**REQUIRED ACTION**
Nothing but the lines from the one containing "[[246, 115], [313, 422]]" to the end of the material should be returned, each exactly as written.

**EXERCISE MATERIAL**
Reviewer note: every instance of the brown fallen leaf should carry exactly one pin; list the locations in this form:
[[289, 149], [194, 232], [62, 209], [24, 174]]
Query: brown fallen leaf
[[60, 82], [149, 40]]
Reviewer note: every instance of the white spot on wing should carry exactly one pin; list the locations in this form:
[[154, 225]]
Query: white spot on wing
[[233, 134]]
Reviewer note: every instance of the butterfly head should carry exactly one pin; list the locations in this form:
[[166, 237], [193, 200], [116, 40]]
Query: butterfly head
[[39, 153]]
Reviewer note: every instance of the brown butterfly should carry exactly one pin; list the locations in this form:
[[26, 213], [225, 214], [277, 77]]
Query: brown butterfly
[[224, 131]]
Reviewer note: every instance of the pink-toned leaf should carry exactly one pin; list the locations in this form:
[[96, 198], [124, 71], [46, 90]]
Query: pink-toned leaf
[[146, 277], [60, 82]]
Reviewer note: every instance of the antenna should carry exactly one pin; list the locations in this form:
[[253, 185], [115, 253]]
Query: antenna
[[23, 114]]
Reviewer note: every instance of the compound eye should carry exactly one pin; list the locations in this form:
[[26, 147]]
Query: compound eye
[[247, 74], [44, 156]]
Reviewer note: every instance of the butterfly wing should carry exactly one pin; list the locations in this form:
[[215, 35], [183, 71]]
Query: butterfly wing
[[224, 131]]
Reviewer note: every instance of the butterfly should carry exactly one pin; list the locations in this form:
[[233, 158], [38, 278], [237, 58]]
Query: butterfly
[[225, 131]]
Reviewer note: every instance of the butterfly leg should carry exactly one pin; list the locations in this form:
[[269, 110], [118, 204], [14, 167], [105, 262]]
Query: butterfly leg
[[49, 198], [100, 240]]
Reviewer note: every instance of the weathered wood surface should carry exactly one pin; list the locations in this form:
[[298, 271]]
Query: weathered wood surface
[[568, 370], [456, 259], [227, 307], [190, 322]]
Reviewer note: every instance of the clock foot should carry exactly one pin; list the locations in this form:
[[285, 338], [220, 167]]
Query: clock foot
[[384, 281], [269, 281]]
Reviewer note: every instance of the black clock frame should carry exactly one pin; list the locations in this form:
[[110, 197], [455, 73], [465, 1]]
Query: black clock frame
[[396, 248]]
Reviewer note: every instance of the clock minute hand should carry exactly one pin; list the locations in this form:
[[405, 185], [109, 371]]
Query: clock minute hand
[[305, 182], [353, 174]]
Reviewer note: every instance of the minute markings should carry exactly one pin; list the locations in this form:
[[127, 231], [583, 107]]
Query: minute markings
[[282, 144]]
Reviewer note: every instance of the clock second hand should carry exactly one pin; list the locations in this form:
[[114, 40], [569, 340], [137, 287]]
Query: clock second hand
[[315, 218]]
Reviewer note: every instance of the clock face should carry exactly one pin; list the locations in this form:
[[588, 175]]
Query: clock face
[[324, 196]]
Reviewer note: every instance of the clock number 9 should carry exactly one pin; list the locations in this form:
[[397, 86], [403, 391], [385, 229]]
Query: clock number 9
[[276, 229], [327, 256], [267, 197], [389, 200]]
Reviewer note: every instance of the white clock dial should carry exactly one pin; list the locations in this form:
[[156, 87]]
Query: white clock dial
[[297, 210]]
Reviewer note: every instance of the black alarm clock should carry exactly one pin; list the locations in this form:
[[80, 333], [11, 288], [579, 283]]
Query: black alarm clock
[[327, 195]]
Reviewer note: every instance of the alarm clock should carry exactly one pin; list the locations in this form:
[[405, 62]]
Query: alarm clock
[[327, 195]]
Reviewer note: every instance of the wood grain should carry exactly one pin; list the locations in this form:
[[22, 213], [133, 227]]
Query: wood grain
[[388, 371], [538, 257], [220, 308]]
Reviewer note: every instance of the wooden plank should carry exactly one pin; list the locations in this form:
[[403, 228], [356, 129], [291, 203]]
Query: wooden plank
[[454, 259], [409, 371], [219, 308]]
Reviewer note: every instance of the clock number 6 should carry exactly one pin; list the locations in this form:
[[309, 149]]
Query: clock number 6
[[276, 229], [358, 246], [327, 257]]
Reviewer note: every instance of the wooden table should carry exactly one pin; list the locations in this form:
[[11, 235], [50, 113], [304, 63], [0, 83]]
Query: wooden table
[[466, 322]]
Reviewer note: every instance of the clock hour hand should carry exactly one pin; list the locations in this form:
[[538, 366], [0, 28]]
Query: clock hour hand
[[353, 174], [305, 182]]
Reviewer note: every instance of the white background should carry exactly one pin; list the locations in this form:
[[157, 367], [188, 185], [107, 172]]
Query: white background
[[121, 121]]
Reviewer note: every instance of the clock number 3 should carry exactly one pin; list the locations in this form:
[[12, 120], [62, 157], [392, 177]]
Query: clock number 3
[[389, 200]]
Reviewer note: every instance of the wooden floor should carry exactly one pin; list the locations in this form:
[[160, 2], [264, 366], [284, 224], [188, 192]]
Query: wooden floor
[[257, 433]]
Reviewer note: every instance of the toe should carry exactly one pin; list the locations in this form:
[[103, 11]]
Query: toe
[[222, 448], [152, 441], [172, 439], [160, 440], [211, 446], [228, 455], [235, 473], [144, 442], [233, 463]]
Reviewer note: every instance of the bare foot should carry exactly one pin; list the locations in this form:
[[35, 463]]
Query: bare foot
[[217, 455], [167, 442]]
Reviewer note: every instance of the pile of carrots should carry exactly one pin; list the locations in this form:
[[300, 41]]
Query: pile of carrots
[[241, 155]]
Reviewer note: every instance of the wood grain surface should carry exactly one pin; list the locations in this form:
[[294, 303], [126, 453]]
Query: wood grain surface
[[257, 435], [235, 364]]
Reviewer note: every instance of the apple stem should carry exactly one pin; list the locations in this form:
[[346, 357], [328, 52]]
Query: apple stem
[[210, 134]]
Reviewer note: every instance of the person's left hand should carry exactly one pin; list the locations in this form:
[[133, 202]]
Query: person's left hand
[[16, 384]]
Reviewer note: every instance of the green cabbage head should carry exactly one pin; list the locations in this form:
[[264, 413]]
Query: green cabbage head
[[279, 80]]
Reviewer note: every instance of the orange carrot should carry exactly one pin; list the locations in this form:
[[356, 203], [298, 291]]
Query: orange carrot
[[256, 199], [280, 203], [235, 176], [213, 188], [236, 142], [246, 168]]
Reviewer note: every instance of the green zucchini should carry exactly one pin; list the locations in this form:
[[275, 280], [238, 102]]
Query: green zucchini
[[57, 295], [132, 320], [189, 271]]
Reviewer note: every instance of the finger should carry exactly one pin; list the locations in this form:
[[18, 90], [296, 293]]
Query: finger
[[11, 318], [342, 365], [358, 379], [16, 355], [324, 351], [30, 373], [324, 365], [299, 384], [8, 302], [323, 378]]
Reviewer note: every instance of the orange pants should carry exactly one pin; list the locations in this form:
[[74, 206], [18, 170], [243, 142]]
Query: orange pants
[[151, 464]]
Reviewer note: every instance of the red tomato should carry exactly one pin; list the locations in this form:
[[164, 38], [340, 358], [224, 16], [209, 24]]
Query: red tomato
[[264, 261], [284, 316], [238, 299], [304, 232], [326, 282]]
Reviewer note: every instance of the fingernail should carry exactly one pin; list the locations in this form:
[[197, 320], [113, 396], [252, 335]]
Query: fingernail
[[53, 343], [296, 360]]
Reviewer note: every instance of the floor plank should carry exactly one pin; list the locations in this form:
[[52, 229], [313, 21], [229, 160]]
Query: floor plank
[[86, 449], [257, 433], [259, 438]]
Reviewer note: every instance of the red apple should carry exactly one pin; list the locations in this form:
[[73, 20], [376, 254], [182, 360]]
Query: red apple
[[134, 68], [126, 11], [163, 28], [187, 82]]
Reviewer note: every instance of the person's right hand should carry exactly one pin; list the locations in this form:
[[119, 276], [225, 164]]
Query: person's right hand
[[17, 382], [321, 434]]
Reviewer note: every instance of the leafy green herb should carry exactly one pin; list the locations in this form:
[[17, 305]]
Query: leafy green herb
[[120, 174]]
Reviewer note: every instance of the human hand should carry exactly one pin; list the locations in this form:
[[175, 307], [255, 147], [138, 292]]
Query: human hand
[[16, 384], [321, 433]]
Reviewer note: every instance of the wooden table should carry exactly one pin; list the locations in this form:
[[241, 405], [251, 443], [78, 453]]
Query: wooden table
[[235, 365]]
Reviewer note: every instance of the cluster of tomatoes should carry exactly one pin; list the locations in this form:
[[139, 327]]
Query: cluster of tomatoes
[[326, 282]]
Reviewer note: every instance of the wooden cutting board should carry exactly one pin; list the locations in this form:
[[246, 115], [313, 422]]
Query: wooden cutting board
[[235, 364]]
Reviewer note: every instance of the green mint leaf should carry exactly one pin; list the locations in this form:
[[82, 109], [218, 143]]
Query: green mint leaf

**WRITTEN ANSWER**
[[246, 115], [313, 422]]
Query: wooden cutting board
[[235, 364]]
Reviewer note: every instance of the green mint leaf should carry exactly one pin; list the locations in this form:
[[82, 109], [218, 143]]
Query: green mint leaf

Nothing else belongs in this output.